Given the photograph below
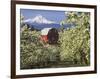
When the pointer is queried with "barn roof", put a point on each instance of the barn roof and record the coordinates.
(45, 31)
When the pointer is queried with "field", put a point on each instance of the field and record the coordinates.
(72, 48)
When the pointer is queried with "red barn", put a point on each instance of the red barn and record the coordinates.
(49, 35)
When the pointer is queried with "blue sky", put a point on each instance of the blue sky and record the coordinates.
(52, 15)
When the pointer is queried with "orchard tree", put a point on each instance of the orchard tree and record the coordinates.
(75, 41)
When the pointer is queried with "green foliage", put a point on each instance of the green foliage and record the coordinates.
(34, 52)
(73, 47)
(75, 42)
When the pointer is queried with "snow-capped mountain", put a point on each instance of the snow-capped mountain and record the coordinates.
(39, 19)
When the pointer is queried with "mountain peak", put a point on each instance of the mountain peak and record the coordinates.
(39, 19)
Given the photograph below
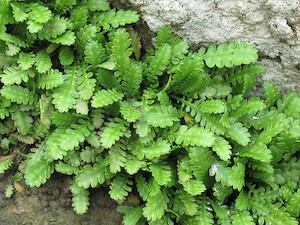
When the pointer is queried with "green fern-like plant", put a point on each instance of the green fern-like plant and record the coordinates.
(172, 127)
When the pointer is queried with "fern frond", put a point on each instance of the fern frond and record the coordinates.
(271, 93)
(43, 62)
(112, 133)
(106, 97)
(53, 78)
(163, 116)
(75, 135)
(5, 165)
(38, 173)
(39, 13)
(116, 159)
(95, 53)
(189, 76)
(229, 55)
(90, 176)
(80, 198)
(114, 19)
(26, 60)
(14, 75)
(18, 94)
(119, 187)
(158, 63)
(129, 113)
(222, 148)
(66, 56)
(162, 173)
(193, 136)
(54, 28)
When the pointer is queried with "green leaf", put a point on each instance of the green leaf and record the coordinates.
(271, 93)
(159, 62)
(106, 97)
(162, 116)
(65, 168)
(155, 207)
(162, 173)
(74, 135)
(26, 60)
(112, 133)
(222, 148)
(157, 149)
(66, 56)
(121, 49)
(22, 121)
(114, 18)
(14, 75)
(18, 94)
(91, 176)
(53, 78)
(119, 188)
(239, 133)
(132, 214)
(194, 187)
(230, 55)
(94, 53)
(193, 136)
(39, 13)
(117, 159)
(129, 113)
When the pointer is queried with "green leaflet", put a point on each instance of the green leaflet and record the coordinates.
(229, 55)
(106, 97)
(168, 130)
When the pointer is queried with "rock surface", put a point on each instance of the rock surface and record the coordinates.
(273, 26)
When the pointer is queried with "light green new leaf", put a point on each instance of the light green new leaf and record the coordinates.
(106, 97)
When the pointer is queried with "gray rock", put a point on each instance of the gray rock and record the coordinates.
(272, 26)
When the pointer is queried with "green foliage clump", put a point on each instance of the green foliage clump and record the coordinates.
(172, 128)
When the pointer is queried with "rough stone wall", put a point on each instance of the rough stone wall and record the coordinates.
(273, 26)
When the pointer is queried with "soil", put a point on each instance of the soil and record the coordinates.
(52, 204)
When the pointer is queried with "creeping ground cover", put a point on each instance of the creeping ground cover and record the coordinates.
(168, 131)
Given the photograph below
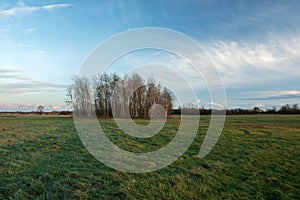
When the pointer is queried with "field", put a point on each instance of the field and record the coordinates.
(256, 157)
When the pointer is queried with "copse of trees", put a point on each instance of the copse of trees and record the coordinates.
(110, 95)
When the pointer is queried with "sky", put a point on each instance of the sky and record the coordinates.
(255, 46)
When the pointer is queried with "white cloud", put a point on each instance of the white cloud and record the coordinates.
(30, 30)
(54, 6)
(250, 63)
(22, 8)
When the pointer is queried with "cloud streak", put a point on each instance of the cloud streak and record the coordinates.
(22, 8)
(250, 63)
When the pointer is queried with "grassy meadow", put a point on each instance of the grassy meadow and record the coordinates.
(256, 157)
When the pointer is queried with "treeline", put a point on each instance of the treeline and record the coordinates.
(285, 109)
(110, 95)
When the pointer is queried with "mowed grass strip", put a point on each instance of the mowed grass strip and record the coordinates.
(256, 157)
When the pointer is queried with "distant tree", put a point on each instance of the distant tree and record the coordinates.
(256, 109)
(40, 109)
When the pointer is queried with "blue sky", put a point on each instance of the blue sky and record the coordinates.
(255, 45)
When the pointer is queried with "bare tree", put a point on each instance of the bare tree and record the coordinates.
(40, 109)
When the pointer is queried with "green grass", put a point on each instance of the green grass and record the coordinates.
(256, 157)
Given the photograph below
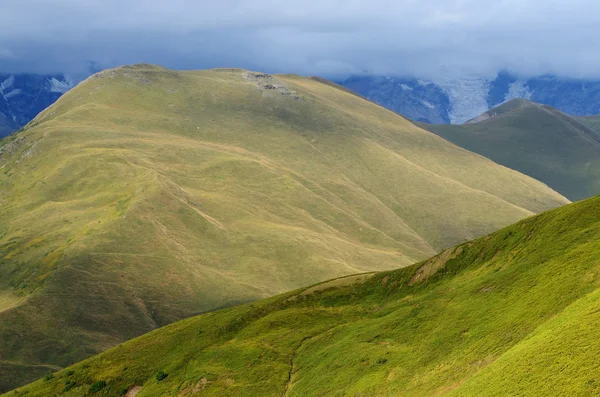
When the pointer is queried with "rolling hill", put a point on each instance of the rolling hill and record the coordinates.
(513, 313)
(536, 140)
(144, 196)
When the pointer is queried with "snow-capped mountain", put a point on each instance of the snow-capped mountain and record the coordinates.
(23, 96)
(456, 100)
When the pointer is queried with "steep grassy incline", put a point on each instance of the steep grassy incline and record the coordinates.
(536, 140)
(592, 122)
(514, 313)
(144, 196)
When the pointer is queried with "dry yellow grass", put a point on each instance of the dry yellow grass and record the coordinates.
(144, 196)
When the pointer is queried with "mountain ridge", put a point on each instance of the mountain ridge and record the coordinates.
(164, 194)
(537, 140)
(512, 312)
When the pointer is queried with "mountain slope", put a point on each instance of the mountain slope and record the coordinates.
(513, 313)
(537, 140)
(592, 122)
(447, 98)
(145, 195)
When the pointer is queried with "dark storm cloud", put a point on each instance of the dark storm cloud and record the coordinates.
(327, 37)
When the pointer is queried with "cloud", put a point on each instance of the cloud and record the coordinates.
(327, 37)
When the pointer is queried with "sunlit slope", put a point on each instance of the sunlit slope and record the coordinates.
(537, 140)
(513, 313)
(145, 195)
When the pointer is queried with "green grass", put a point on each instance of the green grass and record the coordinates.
(536, 140)
(513, 313)
(144, 196)
(592, 122)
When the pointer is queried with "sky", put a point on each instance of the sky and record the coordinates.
(330, 38)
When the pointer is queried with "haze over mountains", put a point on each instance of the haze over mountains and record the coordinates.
(145, 195)
(455, 100)
(23, 96)
(443, 100)
(537, 140)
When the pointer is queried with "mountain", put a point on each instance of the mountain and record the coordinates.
(416, 99)
(23, 96)
(455, 100)
(514, 313)
(592, 122)
(144, 195)
(537, 140)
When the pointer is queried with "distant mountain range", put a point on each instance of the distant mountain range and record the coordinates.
(437, 101)
(23, 96)
(456, 100)
(537, 140)
(144, 196)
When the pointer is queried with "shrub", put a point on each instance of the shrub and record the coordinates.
(160, 375)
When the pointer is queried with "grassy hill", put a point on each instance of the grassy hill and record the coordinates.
(536, 140)
(592, 122)
(144, 196)
(513, 313)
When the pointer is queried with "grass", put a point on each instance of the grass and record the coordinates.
(144, 196)
(539, 141)
(512, 313)
(592, 122)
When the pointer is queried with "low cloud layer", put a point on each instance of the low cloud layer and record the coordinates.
(333, 38)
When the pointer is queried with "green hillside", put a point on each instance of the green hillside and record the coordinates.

* Work to be completed
Quote in full the listing given above; the images are to be left out.

* In response
Given the photograph below
When the pointer is queried with "barn roof", put a point on each instance of the barn roof and record the coordinates.
(45, 31)
When the pointer is queried with "field", put a point on each instance of the field and record the coordinates.
(72, 48)
When the pointer is queried with "red barn", put a point on each instance of the red barn and record the coordinates.
(49, 35)
When the pointer is queried with "blue sky", put a point on each instance of the blue sky and record the coordinates.
(52, 15)
When the pointer is queried with "orchard tree", put a point on each instance of the orchard tree and record the coordinates.
(75, 41)
When the pointer is queried with "green foliage", put a point on each instance of the green foliage and record the coordinates.
(34, 52)
(73, 47)
(75, 42)
When the pointer is queried with "snow-capped mountain", put a point on each instance of the snow-capped mountain and record the coordinates.
(39, 19)
When the pointer is queried with "mountain peak", put a point on each instance of the mountain peak and record the coordinates.
(39, 19)
Given the photograph below
When the pointer is queried with "green fern-like plant", put a point on each instance of the green fern-like plant and record the coordinates.
(172, 127)
When the pointer is queried with "fern frond", put a point on each instance of the fern frond and record the coordinates.
(271, 93)
(43, 62)
(112, 133)
(106, 97)
(53, 78)
(163, 116)
(75, 135)
(5, 165)
(38, 173)
(39, 13)
(116, 159)
(95, 53)
(189, 76)
(229, 55)
(90, 176)
(80, 198)
(114, 19)
(26, 60)
(14, 75)
(18, 94)
(119, 187)
(158, 63)
(129, 113)
(222, 148)
(66, 56)
(162, 173)
(193, 136)
(54, 28)
When the pointer is queried with "green leaf", put a point on each instance of the green leaf and record the coordinates.
(271, 93)
(159, 62)
(106, 97)
(162, 116)
(65, 168)
(155, 207)
(162, 173)
(74, 135)
(26, 60)
(112, 133)
(222, 148)
(157, 149)
(66, 56)
(121, 49)
(22, 121)
(114, 18)
(14, 75)
(18, 94)
(91, 176)
(53, 78)
(119, 188)
(239, 133)
(132, 214)
(194, 187)
(230, 55)
(94, 53)
(193, 136)
(39, 13)
(117, 159)
(129, 113)
When the pointer is queried with "green leaflet", put a point on each instance of the green leaflet and record the coordinates.
(229, 55)
(106, 97)
(168, 130)
When the pointer is queried with "rock surface", put a point on each instance of the rock surface and record the coordinates.
(273, 26)
When the pointer is queried with "light green new leaf", put a point on each instance of the light green new leaf and record the coordinates.
(106, 97)
When the pointer is queried with "gray rock", put a point on each instance of the gray rock and record the coordinates.
(272, 26)
When the pointer is queried with "green foliage clump", put a point on each instance of the green foliage clump and record the coordinates.
(172, 128)
When the pointer is queried with "rough stone wall", put a point on each instance of the rough stone wall and record the coordinates.
(273, 26)
When the pointer is queried with "soil", put a point on each instance of the soil and record the coordinates.
(52, 204)
When the pointer is queried with "creeping ground cover", put a point on each instance of the creeping ground cover and record the coordinates.
(168, 131)
Given the photograph below
When the pointer is queried with "field", put a point on each instance of the field and record the coordinates.
(256, 157)
When the pointer is queried with "copse of trees", put a point on each instance of the copse of trees and record the coordinates.
(110, 95)
When the pointer is queried with "sky", put a point on each instance of the sky and record the coordinates.
(255, 46)
When the pointer is queried with "white cloud", put a point on each instance of the white cloud and record the coordinates.
(30, 30)
(54, 6)
(250, 63)
(22, 8)
When the pointer is queried with "cloud streak", put a point on each instance of the cloud streak and record the coordinates.
(22, 8)
(250, 63)
When the pointer is queried with "grassy meadow", put a point on each instance of the grassy meadow and record the coordinates.
(256, 157)
When the pointer is queried with "treeline", put a point on each instance of the treeline and record the coordinates.
(285, 109)
(110, 95)
When the pointer is queried with "mowed grass strip", put a point on each instance of the mowed grass strip and record the coordinates.
(256, 157)
When the pointer is queried with "distant tree", put a point on each instance of the distant tree and record the coordinates.
(256, 109)
(40, 109)
When the pointer is queried with "blue sky", put a point on each instance of the blue sky and record the coordinates.
(255, 45)
When the pointer is queried with "bare tree", put a point on each instance of the bare tree and record the coordinates.
(40, 109)
When the pointer is queried with "green grass", put a point on each instance of the green grass and record the coordinates.
(256, 157)
Given the photograph below
When the pointer is queried with "rolling hill", put a point on each instance of the rolling hill and record the coordinates.
(513, 313)
(536, 140)
(144, 196)
When the pointer is queried with "snow-capped mountain", put a point on each instance of the snow-capped mountain and record the coordinates.
(23, 96)
(456, 100)
When the pointer is queried with "steep grassy incline", put a point on each instance of the steep grassy incline and record the coordinates.
(536, 140)
(592, 122)
(514, 313)
(144, 196)
When the pointer is queried with "dry yellow grass", put a point on each instance of the dry yellow grass and record the coordinates.
(144, 196)
When the pointer is queried with "mountain ridge", put a point on each instance of the mountain ridge and record the coordinates.
(164, 194)
(537, 140)
(512, 312)
When the pointer is queried with "mountain slope", put a point on each instance of the mountain slope and record the coordinates.
(513, 313)
(537, 140)
(592, 122)
(447, 98)
(145, 195)
When the pointer is queried with "dark storm cloud", put a point on each instance of the dark storm cloud and record the coordinates.
(327, 37)
When the pointer is queried with "cloud", put a point on each instance of the cloud and record the coordinates.
(327, 37)
When the pointer is queried with "sunlit slope", put a point on each instance of the sunlit slope and record the coordinates.
(537, 140)
(513, 313)
(145, 195)
When the pointer is queried with "green grass", put a point on each instance of the green grass and record the coordinates.
(536, 140)
(513, 313)
(144, 196)
(592, 122)
When the pointer is queried with "sky", put a point on each instance of the sky and record the coordinates.
(330, 38)
When the pointer is queried with "haze over mountains", put a point on each instance of the haze over mountains and record the coordinates.
(145, 195)
(455, 100)
(23, 96)
(443, 100)
(537, 140)
When the pointer is queried with "mountain", put a point on each instance of the mountain and record the coordinates.
(416, 99)
(23, 96)
(455, 100)
(514, 313)
(592, 122)
(144, 195)
(537, 140)
When the pointer is queried with "distant mountain range", put a point on each instance of the distant mountain range and record the coordinates.
(437, 101)
(23, 96)
(456, 100)
(537, 140)
(144, 196)
When the pointer is queried with "shrub", put a point on each instance of the shrub and record the coordinates.
(160, 375)
When the pointer is queried with "grassy hill", put a point on each instance of the grassy hill and record the coordinates.
(536, 140)
(592, 122)
(144, 196)
(513, 313)
When the pointer is queried with "grass", put a point on each instance of the grass and record the coordinates.
(144, 196)
(539, 141)
(512, 313)
(592, 122)
When the pointer is queried with "low cloud layer", put a point on each instance of the low cloud layer and record the coordinates.
(333, 38)
When the pointer is queried with "green hillside", put a point on each instance of the green hillside and record the coordinates.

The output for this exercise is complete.